*** Opening DATA RECORDS ***

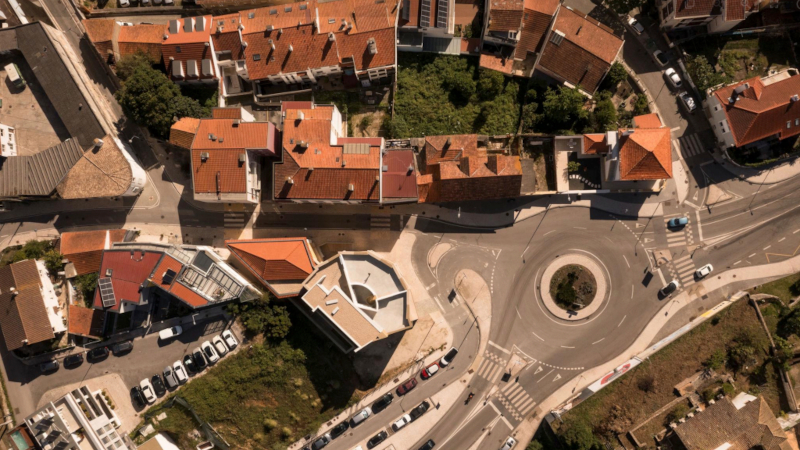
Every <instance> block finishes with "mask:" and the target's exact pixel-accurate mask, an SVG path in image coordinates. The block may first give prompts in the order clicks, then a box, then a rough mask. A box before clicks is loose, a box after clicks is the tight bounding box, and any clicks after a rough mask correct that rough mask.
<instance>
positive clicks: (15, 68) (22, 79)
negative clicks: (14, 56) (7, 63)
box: [5, 64, 25, 88]
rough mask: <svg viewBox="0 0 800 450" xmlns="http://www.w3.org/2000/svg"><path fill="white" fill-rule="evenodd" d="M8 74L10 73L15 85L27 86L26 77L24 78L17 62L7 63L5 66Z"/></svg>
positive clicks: (9, 77) (13, 81)
mask: <svg viewBox="0 0 800 450" xmlns="http://www.w3.org/2000/svg"><path fill="white" fill-rule="evenodd" d="M5 70H6V74H7V75H8V79H9V81H11V82H12V83H13V84H14V86H16V87H18V88H24V87H25V79H24V78H22V74H21V73H20V71H19V67H17V65H16V64H6V67H5Z"/></svg>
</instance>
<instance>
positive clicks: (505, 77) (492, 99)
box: [478, 69, 506, 101]
mask: <svg viewBox="0 0 800 450" xmlns="http://www.w3.org/2000/svg"><path fill="white" fill-rule="evenodd" d="M505 79H506V77H504V76H503V74H502V73H500V72H498V71H496V70H488V69H481V70H480V71H479V76H478V96H479V97H480V98H481V100H485V101H490V100H493V99H494V98H495V97H497V96H498V95H500V94H501V93H502V92H503V83H505Z"/></svg>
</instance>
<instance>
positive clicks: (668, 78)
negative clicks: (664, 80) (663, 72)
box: [664, 67, 683, 88]
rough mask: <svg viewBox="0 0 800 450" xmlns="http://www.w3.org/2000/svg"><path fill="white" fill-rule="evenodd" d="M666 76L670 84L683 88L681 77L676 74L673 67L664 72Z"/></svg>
mask: <svg viewBox="0 0 800 450" xmlns="http://www.w3.org/2000/svg"><path fill="white" fill-rule="evenodd" d="M664 75H666V76H667V79H668V80H669V82H670V83H671V84H672V85H673V86H675V87H677V88H679V87H681V86H683V82H682V81H681V77H680V76H678V72H675V69H673V68H672V67H670V68H669V69H667V71H666V72H664Z"/></svg>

*** Closing DATA RECORDS ***

PROBLEM DESCRIPTION:
Of the lines above, output exactly those from the line bearing "negative clicks: (14, 56) (7, 63)" through the line bearing "box: [664, 67, 683, 88]", inclusive.

EXERCISE ANSWER:
negative clicks: (14, 56) (7, 63)
box: [5, 64, 25, 88]
rough mask: <svg viewBox="0 0 800 450" xmlns="http://www.w3.org/2000/svg"><path fill="white" fill-rule="evenodd" d="M8 74L10 73L15 85L27 86L26 77L24 78L17 62L7 63L5 66Z"/></svg>
positive clicks: (9, 77) (13, 81)
mask: <svg viewBox="0 0 800 450" xmlns="http://www.w3.org/2000/svg"><path fill="white" fill-rule="evenodd" d="M5 70H6V74H7V75H8V79H9V81H11V82H12V83H13V84H14V86H16V87H18V88H24V87H25V79H24V78H22V74H21V73H20V71H19V67H17V65H16V64H6V67H5Z"/></svg>
</instance>
<instance>
positive clicks: (505, 77) (492, 99)
box: [478, 69, 506, 101]
mask: <svg viewBox="0 0 800 450" xmlns="http://www.w3.org/2000/svg"><path fill="white" fill-rule="evenodd" d="M505 79H506V77H504V76H503V74H502V73H500V72H498V71H496V70H488V69H481V70H480V71H479V76H478V96H479V97H480V98H481V100H485V101H490V100H493V99H494V98H495V97H497V96H498V95H500V94H501V93H502V92H503V83H505Z"/></svg>
</instance>
<instance>
positive clicks: (668, 78)
negative clicks: (664, 80) (663, 72)
box: [664, 67, 683, 88]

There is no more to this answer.